● TRECHO CITADO:
··········

Lembro com satisfação da primeira vez que assisti ao documentário “Alma Suburbana”, em 2007, da mesma forma que guardo com grande emoção a minha participação no evento de 10 anos de lançamento do filme, que foi realizado no Diálogos com o Cinema, em uma exibição especial no Ponto Cine.
O mais interessante na época foi constatar que o projeto nasceu. O filme “Alma Suburbana” foi produzido e dirigido de forma coletiva por alunos de escola pública, da rede municipal de ensino do Rio de Janeiro. A intenção era justamente retratar a identidade suburbana através de seus moradores. A ideia de fazer o filme não surgiu por acaso. A identidade suburbana se impôs entre a equipe e fez com que este desejo de se mostrar aparecesse também no filme e na edição. Logo, a equipe não só aparece, mas também é personagem do filme, interagindo com os demais entrevistados.
Desde o ano do surgimento da oficina de vídeo do Núcleo de Arte Grécia, em 2003, vários curtas dos alunos mostravam o lugar onde moram e se relacionam, assim como as críticas, os problemas, as reivindicações. Curtas como Muduriás, Um lugar chamado Quitungo, Overdose, 345 – A Viagem do terror, entre outros, já traziam várias questões ligadas à identidade suburbana. Mas foi através do curta Arrastão literário que ficou claro que os alunos e parte da população suburbana queriam se expressar e mostrar sua opinião sobre a vida na cidade, além de também reivindicar seus direitos.
O curta Arrastão literário, realizado em junho de 2007, conta a saga de Evando dos Santos, um pedreiro que montou uma biblioteca em sua casa e conseguiu que o arquiteto Oscar Niemeyer fizesse um projeto para construir uma biblioteca no bairro da Vila da Penha. O plano idealizado por Evando dos Santos era justamente de fazer um arrastão literário, ou seja, com um grupo de alunos e simpatizantes do projeto ele iria distribuindo livros para os moradores.
Em seguida, a jovem jornalista Joana D’arc entrou em contato para saber do filme. Foi então que ela propôs realizarmos um documentário sobre a cultura no subúrbio carioca. A equipe também era formada pelos alunos Hugo Labanca e Leonardo Oliveira, que se destacaram e dividiram as funções de direção, edição e fotografia. A jornalista Joana D’arc foi produtora, diretora e entrevistadora, juntamente com alguns alunos. Luiz Claudio Motta Lima, como professor, foi responsável pela orientação dos estudantes e organização. Também dividi as funções de direção, produção, fotografia e edição. O título Alma Suburbana foi dado pelo poeta do samba Luiz Carlos da Vila, em uma belíssima entrevista.

··········

● TRECHOS DA LISTAGEM:
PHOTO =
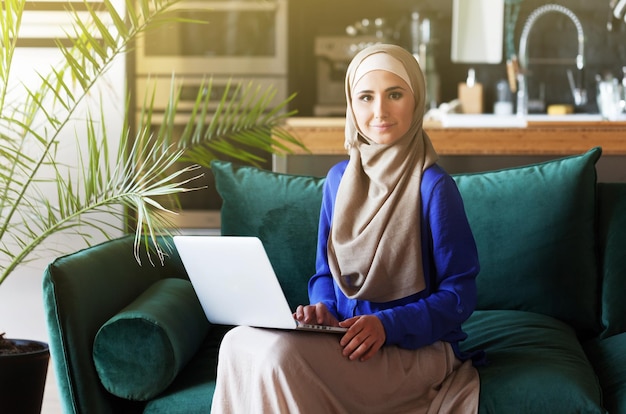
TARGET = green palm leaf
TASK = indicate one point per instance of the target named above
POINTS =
(107, 182)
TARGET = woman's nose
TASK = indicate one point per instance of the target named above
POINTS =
(380, 110)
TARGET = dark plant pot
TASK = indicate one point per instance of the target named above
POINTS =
(23, 379)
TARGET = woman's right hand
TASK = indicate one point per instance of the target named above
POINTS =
(317, 314)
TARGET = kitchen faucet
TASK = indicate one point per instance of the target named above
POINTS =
(580, 95)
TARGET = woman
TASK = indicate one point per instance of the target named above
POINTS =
(396, 265)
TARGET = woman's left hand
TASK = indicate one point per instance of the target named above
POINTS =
(365, 336)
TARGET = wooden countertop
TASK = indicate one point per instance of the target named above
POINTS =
(324, 136)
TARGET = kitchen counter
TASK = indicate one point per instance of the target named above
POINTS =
(324, 136)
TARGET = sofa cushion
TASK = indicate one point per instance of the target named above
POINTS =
(612, 236)
(535, 231)
(280, 209)
(535, 364)
(192, 390)
(609, 360)
(139, 351)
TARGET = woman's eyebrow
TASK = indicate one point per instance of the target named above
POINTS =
(389, 89)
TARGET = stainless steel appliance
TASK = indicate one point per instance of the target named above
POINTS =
(238, 41)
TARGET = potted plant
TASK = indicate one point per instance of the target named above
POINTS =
(42, 195)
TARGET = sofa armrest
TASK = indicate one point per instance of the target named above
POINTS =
(81, 292)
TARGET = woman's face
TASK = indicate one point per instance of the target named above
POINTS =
(383, 106)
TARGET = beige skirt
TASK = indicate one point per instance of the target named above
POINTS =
(269, 371)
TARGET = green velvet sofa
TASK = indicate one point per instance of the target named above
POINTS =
(551, 312)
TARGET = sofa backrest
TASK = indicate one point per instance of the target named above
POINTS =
(535, 228)
(612, 252)
(280, 209)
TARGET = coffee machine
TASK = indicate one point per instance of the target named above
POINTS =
(333, 54)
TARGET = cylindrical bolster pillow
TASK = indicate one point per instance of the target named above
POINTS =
(140, 350)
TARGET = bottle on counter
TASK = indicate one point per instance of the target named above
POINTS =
(470, 94)
(503, 103)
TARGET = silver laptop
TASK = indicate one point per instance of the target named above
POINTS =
(236, 284)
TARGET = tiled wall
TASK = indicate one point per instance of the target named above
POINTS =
(553, 36)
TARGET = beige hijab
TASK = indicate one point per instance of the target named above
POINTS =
(374, 248)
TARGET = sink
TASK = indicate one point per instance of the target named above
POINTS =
(510, 121)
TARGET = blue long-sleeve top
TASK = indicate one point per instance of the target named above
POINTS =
(450, 262)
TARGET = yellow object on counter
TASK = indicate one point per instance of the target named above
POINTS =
(560, 109)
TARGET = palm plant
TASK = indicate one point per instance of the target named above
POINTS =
(42, 196)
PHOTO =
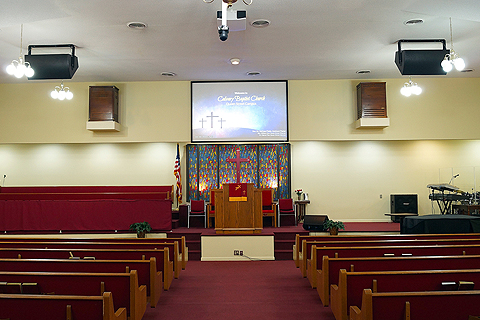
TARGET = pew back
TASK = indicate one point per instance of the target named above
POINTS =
(123, 286)
(173, 248)
(47, 307)
(161, 256)
(307, 245)
(443, 305)
(351, 284)
(146, 270)
(331, 267)
(315, 262)
(299, 251)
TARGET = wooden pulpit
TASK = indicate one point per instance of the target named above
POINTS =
(238, 209)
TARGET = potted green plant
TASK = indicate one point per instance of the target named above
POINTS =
(333, 226)
(141, 228)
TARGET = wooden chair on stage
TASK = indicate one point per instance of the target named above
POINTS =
(269, 208)
(287, 215)
(211, 208)
(197, 208)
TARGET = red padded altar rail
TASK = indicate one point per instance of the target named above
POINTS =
(84, 208)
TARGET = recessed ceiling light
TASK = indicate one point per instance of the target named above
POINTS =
(137, 25)
(235, 61)
(411, 22)
(260, 23)
(168, 74)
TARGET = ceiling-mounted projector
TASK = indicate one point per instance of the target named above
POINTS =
(236, 19)
(423, 61)
(52, 66)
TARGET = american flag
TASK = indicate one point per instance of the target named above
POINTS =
(176, 173)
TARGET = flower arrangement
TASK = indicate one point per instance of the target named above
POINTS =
(333, 226)
(299, 193)
(141, 228)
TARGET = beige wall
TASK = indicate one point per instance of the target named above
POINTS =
(344, 170)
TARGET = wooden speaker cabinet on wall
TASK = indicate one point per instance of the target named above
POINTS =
(371, 100)
(103, 103)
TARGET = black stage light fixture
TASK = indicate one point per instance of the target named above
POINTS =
(52, 66)
(421, 62)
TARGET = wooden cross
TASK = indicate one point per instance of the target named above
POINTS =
(238, 161)
(211, 116)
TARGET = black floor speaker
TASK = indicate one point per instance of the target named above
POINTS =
(314, 222)
(403, 203)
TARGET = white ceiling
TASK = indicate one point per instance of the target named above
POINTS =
(306, 39)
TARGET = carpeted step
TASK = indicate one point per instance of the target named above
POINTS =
(283, 254)
(175, 224)
(283, 245)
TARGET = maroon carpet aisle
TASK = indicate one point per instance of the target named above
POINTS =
(264, 290)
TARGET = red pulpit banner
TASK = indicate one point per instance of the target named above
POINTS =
(237, 192)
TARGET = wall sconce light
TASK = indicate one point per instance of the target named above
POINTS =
(452, 59)
(61, 93)
(410, 88)
(20, 68)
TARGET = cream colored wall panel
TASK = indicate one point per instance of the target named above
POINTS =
(221, 248)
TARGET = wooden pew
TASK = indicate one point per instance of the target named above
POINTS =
(182, 248)
(146, 270)
(315, 262)
(307, 245)
(350, 286)
(161, 256)
(438, 305)
(123, 286)
(68, 307)
(331, 267)
(299, 251)
(172, 246)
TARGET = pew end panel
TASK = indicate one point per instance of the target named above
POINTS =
(438, 305)
(47, 307)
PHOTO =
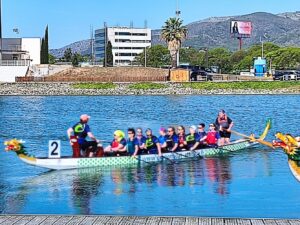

··········

● DESCRIÇÃO DA TAREFA:
Por favor, reescreva o trecho do texto sobre o documentário entre "Em seguida, a" e "uma belíssima entrevista.", inclusive, trocando "poeta do samba" por "compositor de samba".

● RESPOSTA DETALHADA:
Em seguida, a jovem jornalista Joana D’arc entrou em contato para saber do filme. Foi então que ela propôs realizarmos um documentário sobre a cultura no subúrbio carioca. A equipe também era formada pelos alunos Hugo Labanca e Leonardo Oliveira, que se destacaram e dividiram as funções de direção, edição e fotografia. A jornalista Joana D’arc foi produtora, diretora e entrevistadora, juntamente com alguns alunos. Luiz Claudio Motta Lima, como professor, foi responsável pela orientação dos estudantes e organização. Também dividi as funções de direção, produção, fotografia e edição. O título Alma Suburbana foi dado pelo compositor de samba Luiz Carlos da Vila, em uma belíssima entrevista.